=== RECORDS SUPPLIED ===

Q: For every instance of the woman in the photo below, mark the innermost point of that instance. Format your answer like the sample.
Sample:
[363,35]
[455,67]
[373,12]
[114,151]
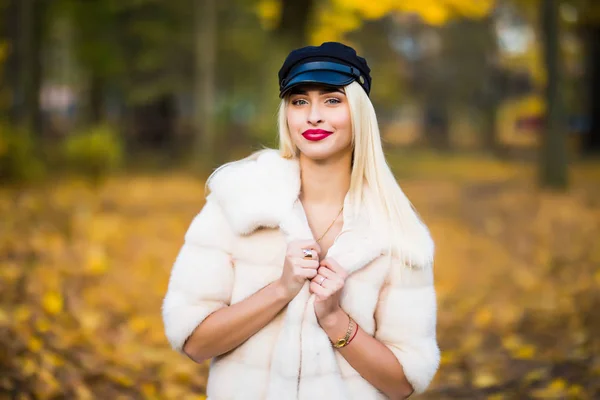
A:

===

▶ **INSTRUCTIONS FOR THE TASK**:
Copy out the entries above line for line, leaving out the pictures.

▶ **REPLY TO THE EXERCISE**:
Q: For every instance of the woman in the photo below, mark the innermost point of that instance. Format your answer like the sample.
Sample:
[363,35]
[455,67]
[373,12]
[114,151]
A:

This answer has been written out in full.